● **Written problem A**: Count the lines in the records that contain the string "dark", treating uppercase and lowercase as different, and give only the number.

● **Text block**:
I was infuriated by the goading tone of John McCain’s questioning of Obama officials during yesterday’s Senate hearing on military intervention in Syria. His goal went far beyond supporting such an attack. He tried to shame Kerry and Hegel into admitting that the U.S. should paralyze the Assad regime and degrade it to the point that it would fall. He didn’t use the “RC” words, but he might as well have. To be clear, what the former flyboy wants is some real fireworks over Damascus, not just Shock and Awe Lite. He wants the U.S. military to overthrow Assad or at least pave the way toward that objective.
To be clear, I have no problem with toppling Assad. If the Syrian rebels or Turkey or someone else wants to take on that job it won’t bother me. But it is not the job of the United States to tell Syria who should be its leader. We’ve done that far too often in the past, mostly to disastrous results.
Returning to McCain, what insults me about such Congressional theatrics is that while senators are preening before the cameras, often back home constituents oppose the very ideas people like McCain are espousing. 9% of Americans support military intervention. Yet John McCain acts as if it’s self-evident that the whole world wants Damascus to burn.
What sealed it for me was a reporter discovering that when McCain wasn’t in the limelight he was using his iPhone to play electronic poker. How’s that for fiddling while advocating that Rome burn?
Apparently, our generals don’t want to go to war either. In the pages of the Washington Post, a retired major general recounts the scores of communications he’s received from active duty personnel who want nothing to do with Obama’s ill-conceived plans. Though there are aspects of his op-ed with which I strongly disagree, there is also much wisdom:
So far, at least, this path to war violates every principle of war, including the element of surprise, achieving mass and having a clearly defined and obtainable objective.
…They [U.S. military personnel] are outraged by the fact that what may happen is an act of war and a willingness to risk American lives to make up for a slip of the tongue about “red lines.” These acts would be for retribution and to restore the reputation of a president. Our serving professionals make the point that killing more Syrians won’t deter Iranian resolve to confront us.
There’s also an interesting dynamic playing out in the world of media and think tanks regarding Syrian intervention. I’m pleased that the International Crisis Group, under the leadership of CEO (and former UN war crimes investigator) Louise Arbour, has taken a strong stand against Obama’s war, calling it “a fool’s errand.” ICG is one of the foremost NGOs advocating for international law, peace and stability. I strongly urge you to read the entire statement.
Truly strange though, is the position adopted by Tom Friedman. Calling it (typically awkwardly) “Arm and Shame,” Friedman too comes out against direct U.S. intervention. He wisely (and I had to hesitate before typing that word) sees the pitfalls in a military attack. Instead, he argues that our only options are to bolster the moderate rebel forces, arm them, and drag the tyrant and his coterie before an international tribunal at the earliest possible date. Both he and we know that this isn’t an optimal solution. Waiting for a dictator to fall isn’t nearly as satisfying as going in and doing the job yourself. But that temptation is to be resisted because neither we nor the Syrians want us around for the aftermath. Or to paraphrase Colin Powell: once you break it, you own it. The U.S. already has at least two failed states on its plate (Afghanistan and Iraq) and doesn’t need another.

● **Written problem B**: In the commentary on military intervention in Syria, why does the writer object to the United States being the one to topple Assad? Answer in one to three sentences.

Excerpts of labeled region data:
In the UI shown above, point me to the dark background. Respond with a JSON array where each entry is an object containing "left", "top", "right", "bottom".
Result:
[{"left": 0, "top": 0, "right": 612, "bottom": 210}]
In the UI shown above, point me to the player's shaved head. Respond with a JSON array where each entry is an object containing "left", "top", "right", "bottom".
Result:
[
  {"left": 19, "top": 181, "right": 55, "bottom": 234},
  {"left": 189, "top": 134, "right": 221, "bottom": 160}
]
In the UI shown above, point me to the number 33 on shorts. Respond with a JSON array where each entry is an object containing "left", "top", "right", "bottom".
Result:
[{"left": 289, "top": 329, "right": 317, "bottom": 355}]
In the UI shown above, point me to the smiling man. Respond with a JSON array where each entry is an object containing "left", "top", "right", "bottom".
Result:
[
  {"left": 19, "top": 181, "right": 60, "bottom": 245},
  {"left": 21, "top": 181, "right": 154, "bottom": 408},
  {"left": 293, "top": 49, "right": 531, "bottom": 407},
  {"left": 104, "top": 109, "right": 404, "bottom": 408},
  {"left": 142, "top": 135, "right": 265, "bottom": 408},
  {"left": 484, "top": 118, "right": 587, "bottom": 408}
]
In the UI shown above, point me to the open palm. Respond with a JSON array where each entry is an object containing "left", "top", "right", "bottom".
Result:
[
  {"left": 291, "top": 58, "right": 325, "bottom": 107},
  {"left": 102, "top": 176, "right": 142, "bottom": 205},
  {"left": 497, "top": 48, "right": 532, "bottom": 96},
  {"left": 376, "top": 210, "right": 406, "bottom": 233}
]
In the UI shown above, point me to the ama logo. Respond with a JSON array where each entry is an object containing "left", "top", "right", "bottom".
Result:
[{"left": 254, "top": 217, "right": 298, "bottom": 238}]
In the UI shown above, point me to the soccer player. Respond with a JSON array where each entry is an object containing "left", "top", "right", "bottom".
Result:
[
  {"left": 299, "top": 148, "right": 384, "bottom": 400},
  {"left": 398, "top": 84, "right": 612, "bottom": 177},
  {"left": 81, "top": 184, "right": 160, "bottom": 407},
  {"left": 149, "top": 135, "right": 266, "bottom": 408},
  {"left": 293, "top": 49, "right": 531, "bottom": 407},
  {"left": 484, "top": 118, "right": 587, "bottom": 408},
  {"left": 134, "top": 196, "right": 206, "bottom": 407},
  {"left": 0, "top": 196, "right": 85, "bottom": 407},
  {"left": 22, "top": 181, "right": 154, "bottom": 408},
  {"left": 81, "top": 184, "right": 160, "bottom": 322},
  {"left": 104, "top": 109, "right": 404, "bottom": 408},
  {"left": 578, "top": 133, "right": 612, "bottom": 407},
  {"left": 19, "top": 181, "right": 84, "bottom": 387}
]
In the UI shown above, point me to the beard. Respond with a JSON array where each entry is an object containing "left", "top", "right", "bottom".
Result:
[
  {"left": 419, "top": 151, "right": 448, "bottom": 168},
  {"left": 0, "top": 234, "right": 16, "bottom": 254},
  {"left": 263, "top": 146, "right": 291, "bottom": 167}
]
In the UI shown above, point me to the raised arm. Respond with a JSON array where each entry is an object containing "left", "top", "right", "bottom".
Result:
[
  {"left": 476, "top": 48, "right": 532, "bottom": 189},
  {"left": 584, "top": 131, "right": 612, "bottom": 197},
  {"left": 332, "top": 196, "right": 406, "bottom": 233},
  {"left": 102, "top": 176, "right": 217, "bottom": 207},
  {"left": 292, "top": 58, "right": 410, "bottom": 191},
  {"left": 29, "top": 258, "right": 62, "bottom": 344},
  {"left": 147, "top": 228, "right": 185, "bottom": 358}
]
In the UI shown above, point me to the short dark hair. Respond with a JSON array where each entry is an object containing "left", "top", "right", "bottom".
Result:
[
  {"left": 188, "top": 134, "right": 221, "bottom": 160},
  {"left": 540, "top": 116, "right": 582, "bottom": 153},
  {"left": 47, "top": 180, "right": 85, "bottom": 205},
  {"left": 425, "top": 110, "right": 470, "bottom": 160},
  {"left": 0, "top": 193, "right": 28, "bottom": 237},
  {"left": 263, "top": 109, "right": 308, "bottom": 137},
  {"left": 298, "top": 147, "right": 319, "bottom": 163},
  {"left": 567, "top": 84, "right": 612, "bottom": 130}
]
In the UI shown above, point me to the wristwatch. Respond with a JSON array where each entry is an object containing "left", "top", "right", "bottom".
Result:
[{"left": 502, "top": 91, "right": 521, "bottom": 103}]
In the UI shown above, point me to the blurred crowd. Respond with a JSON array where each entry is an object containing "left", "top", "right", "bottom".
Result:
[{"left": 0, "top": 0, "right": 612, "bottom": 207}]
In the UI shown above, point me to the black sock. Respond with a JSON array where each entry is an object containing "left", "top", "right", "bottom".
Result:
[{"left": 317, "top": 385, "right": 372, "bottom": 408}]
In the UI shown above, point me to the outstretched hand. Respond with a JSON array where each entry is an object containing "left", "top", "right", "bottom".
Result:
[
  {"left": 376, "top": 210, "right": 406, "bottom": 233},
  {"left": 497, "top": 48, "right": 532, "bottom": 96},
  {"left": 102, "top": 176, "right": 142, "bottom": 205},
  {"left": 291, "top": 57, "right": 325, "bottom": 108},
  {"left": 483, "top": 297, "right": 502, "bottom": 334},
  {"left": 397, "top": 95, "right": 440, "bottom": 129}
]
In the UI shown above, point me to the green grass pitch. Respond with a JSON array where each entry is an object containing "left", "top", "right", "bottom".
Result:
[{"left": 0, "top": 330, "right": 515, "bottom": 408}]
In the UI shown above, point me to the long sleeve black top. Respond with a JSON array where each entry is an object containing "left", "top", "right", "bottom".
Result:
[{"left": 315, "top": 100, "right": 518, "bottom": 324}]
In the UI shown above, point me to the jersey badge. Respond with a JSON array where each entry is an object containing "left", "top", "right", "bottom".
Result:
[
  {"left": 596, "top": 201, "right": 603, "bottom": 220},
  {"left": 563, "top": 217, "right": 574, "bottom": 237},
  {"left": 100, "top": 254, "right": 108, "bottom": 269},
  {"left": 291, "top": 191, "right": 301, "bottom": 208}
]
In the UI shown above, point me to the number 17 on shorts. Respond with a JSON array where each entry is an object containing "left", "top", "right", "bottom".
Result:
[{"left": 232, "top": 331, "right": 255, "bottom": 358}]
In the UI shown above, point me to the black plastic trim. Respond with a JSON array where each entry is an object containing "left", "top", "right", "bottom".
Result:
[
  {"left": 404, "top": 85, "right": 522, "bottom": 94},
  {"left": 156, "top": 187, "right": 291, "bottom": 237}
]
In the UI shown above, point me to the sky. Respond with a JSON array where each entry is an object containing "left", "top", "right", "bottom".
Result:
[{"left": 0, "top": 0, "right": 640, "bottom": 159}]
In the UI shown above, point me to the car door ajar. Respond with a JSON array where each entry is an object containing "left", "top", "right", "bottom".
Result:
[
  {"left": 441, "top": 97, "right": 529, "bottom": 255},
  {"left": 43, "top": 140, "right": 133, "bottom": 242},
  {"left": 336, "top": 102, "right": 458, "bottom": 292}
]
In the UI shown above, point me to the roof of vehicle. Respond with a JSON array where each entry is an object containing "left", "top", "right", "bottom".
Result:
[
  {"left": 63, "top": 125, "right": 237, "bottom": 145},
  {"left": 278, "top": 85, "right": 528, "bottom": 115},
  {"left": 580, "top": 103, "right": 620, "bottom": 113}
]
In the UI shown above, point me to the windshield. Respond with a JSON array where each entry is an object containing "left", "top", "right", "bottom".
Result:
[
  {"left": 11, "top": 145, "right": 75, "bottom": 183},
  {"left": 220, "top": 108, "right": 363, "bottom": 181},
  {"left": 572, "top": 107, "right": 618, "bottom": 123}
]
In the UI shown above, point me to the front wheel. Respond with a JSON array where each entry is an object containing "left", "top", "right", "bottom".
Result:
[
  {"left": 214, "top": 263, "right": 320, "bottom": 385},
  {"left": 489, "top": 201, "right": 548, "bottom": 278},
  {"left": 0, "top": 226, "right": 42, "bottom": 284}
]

● **Task result A**: 2

● **Task result B**: The writer says it is not the job of the United States to tell Syria who its leader should be. The U.S. has done that far too often in the past, mostly with disastrous results.